The files created by checkout are created read-write, unless the -r option to cvs (see node Global options in the CVS manual) is specified, the CVSREAD environment variable is specified (see node Environment variables in the CVS manual), or a watch is in effect for that file (see node Watches in the CVS manual).
Note that running checkout on a directory that was already built by a prior checkout is also permitted. This is similar to specifying the -d option to the update command in the sense that new directories that have been created in the repository will appear in your work area. However, checkout takes a module name whereas update takes a directory name. Also to use checkout this way it must be run from the top level directory (where you originally ran checkout from), so before you run checkout to update an existing directory, dont forget to change your directory to the top level directory.
For the output produced by the checkout command see see node update output in the CVS manual.
##########
**Jobs**
A. Translate this sentence from the CVS checkout text into Spanish: "However, checkout takes a module name whereas update takes a directory name."
B. Name every node of the CVS manual that the CVS checkout text points readers to.
The listing that comes next is separate material, unrelated to the CVS checkout text.
##########
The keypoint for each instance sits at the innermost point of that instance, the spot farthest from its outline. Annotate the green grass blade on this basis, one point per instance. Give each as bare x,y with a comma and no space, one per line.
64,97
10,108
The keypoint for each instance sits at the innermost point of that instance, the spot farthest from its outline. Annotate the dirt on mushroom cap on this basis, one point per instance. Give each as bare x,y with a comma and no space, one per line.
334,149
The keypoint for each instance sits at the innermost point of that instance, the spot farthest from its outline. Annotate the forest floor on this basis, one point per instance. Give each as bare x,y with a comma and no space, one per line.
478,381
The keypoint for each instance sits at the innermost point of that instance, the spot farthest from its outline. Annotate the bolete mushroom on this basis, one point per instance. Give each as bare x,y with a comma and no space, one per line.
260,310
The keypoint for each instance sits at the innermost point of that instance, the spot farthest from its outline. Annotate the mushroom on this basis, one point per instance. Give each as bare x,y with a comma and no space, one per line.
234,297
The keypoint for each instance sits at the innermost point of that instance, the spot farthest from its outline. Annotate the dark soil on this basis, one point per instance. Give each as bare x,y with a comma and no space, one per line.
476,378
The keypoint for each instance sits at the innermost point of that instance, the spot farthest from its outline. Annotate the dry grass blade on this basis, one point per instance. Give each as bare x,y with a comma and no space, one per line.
##########
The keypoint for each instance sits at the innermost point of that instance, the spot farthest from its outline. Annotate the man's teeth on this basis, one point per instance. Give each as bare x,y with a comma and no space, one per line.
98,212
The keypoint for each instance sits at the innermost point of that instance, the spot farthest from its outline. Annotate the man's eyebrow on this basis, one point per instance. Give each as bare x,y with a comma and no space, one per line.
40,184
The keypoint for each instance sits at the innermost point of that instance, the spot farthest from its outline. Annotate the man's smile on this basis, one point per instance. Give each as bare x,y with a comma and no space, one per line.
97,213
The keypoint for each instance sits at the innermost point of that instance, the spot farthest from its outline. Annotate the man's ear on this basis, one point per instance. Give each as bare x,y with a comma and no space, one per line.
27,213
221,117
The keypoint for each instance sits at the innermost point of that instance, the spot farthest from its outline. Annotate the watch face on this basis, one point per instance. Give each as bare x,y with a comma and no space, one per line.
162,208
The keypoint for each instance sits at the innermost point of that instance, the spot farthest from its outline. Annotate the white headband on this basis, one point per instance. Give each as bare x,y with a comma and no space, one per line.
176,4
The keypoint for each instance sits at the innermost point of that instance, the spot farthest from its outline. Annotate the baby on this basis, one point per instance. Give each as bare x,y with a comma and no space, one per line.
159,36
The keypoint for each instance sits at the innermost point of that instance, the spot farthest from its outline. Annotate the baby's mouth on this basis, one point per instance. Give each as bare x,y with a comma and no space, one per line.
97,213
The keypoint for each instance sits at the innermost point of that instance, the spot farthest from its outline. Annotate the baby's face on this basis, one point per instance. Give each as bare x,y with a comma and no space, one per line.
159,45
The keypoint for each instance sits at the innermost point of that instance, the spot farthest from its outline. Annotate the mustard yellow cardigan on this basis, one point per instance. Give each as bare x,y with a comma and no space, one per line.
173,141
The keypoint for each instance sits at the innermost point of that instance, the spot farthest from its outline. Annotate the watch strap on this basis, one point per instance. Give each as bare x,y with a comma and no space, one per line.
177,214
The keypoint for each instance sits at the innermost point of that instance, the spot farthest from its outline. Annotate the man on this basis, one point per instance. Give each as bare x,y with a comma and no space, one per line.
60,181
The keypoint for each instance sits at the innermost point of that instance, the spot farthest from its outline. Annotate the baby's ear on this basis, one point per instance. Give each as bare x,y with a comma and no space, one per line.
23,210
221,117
##########
**Outputs**
A. Sin embargo, checkout recibe un nombre de módulo, mientras que update recibe un nombre de directorio.

B.
Global options
Environment variables
Watches
update output